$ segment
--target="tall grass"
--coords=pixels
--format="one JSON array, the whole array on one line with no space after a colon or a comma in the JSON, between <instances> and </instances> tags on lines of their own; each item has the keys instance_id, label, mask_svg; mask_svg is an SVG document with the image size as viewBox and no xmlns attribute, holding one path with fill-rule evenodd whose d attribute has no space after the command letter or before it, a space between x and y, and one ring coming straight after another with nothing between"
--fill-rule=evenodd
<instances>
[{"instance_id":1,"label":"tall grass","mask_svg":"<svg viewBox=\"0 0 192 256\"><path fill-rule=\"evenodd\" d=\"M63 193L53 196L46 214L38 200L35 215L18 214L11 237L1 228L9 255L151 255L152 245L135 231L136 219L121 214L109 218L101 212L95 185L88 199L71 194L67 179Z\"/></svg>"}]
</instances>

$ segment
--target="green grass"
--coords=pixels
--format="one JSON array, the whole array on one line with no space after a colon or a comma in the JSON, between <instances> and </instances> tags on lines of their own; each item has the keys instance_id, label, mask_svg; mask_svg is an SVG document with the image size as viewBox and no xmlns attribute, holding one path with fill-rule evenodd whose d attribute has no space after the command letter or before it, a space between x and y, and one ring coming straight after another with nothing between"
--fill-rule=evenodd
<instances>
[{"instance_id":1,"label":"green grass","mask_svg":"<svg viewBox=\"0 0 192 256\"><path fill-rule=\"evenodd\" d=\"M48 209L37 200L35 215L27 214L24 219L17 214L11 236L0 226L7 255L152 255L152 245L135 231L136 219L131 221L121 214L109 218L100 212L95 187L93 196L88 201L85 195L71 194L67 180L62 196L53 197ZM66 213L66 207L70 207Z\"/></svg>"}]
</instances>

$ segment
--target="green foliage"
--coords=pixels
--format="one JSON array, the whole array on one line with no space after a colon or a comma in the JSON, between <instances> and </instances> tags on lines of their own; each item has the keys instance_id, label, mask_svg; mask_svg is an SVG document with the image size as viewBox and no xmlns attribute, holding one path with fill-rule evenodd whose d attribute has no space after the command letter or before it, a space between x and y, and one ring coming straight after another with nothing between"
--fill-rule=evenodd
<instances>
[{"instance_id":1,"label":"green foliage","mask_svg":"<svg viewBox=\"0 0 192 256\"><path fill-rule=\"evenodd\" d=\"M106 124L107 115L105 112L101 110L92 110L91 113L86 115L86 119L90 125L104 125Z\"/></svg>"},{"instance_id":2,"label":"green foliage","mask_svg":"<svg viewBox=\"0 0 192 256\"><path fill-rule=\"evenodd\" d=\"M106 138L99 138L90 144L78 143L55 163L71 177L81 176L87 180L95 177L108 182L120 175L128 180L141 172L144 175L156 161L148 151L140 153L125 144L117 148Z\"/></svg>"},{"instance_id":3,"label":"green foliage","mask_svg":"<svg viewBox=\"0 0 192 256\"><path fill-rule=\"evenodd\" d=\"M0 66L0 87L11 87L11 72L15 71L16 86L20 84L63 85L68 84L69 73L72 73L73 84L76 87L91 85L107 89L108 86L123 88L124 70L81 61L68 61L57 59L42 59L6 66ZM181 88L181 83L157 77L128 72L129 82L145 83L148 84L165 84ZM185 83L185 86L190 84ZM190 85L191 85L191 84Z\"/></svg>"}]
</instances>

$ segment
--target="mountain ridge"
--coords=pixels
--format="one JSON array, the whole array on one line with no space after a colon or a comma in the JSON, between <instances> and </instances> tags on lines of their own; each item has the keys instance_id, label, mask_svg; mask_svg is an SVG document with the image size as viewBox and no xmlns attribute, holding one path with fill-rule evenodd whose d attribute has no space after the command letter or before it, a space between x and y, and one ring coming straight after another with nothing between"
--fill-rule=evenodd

> Set problem
Provide all the records again, word for word.

> Result for this task
$ segment
--target="tall grass"
--coords=pixels
--format="one JSON array, the whole array on one line with no space after a colon or a comma in the JSON, between <instances> and </instances> tags on lines of their own; each item has the keys instance_id, label, mask_svg; mask_svg is an SVG document with the image size as viewBox and no xmlns attribute, holding one path with fill-rule evenodd whose d attribute has no space after the command letter or before it, a space between x and y, and one ring coming straight after another with nothing between"
--fill-rule=evenodd
<instances>
[{"instance_id":1,"label":"tall grass","mask_svg":"<svg viewBox=\"0 0 192 256\"><path fill-rule=\"evenodd\" d=\"M63 193L53 196L46 214L38 200L35 215L18 214L11 237L1 228L9 255L151 255L152 245L135 231L136 219L121 214L109 218L101 212L95 185L88 199L71 194L67 179Z\"/></svg>"}]
</instances>

$ segment
--target="green grass"
--coords=pixels
--format="one JSON array, the whole array on one line with no space after a colon or a comma in the JSON, between <instances> and </instances> tags on lines of their own; each item has the keys instance_id, label, mask_svg; mask_svg is an SVG document with the image size as viewBox and no xmlns attribute, holding one path with fill-rule evenodd whose d attribute has no space after the command letter or before it, a space between x and y, and one ring coming straight after another with nothing between"
--fill-rule=evenodd
<instances>
[{"instance_id":1,"label":"green grass","mask_svg":"<svg viewBox=\"0 0 192 256\"><path fill-rule=\"evenodd\" d=\"M48 209L37 200L35 215L27 214L24 219L17 214L11 236L0 226L7 255L152 255L152 245L135 231L136 219L131 221L121 214L109 218L100 212L95 187L93 196L88 201L85 195L71 194L67 180L62 196L53 197ZM66 213L66 207L70 207Z\"/></svg>"}]
</instances>

$ segment
--target="green foliage"
--coords=pixels
--format="one JSON array, the whole array on one line with no space after a colon or a comma in the JSON, between <instances> and </instances> tags on lines of their own; each item has the keys instance_id, label, mask_svg; mask_svg is an SVG document with the image size as viewBox and no xmlns attribute, holding one path with fill-rule evenodd whose d attribute has no space after the command letter or before it, a space between x and y, and one ring coming straight after another with nothing between"
--fill-rule=evenodd
<instances>
[{"instance_id":1,"label":"green foliage","mask_svg":"<svg viewBox=\"0 0 192 256\"><path fill-rule=\"evenodd\" d=\"M106 124L107 115L105 112L101 110L92 110L91 113L86 115L86 119L90 125L104 125Z\"/></svg>"},{"instance_id":2,"label":"green foliage","mask_svg":"<svg viewBox=\"0 0 192 256\"><path fill-rule=\"evenodd\" d=\"M106 138L99 138L90 144L78 143L55 163L71 177L81 176L87 180L95 177L108 182L120 175L128 180L141 172L144 175L156 161L148 151L140 153L125 144L117 148Z\"/></svg>"},{"instance_id":3,"label":"green foliage","mask_svg":"<svg viewBox=\"0 0 192 256\"><path fill-rule=\"evenodd\" d=\"M0 66L0 87L11 87L11 72L15 71L16 86L20 84L63 85L68 84L69 73L72 73L73 84L76 87L91 85L107 89L108 86L123 88L124 70L81 61L68 61L57 59L42 59L6 66ZM181 88L181 83L157 77L128 72L129 82L145 83L148 84L165 84ZM185 83L185 86L190 84ZM190 85L191 85L191 84Z\"/></svg>"}]
</instances>

$ segment
--target="mountain ridge"
--coords=pixels
--format="one JSON array, the whole array on one line with no space after a colon or a comma in the JSON, between <instances> and </instances> tags on lines of their own; each item has the keys instance_id, label, mask_svg; mask_svg is an SVG document with the image size as viewBox and no xmlns attribute, holding one path with fill-rule evenodd whose d attribute has no space after the command letter or before it, a space between x and y, and one ring coming straight after another with nothing between"
--fill-rule=evenodd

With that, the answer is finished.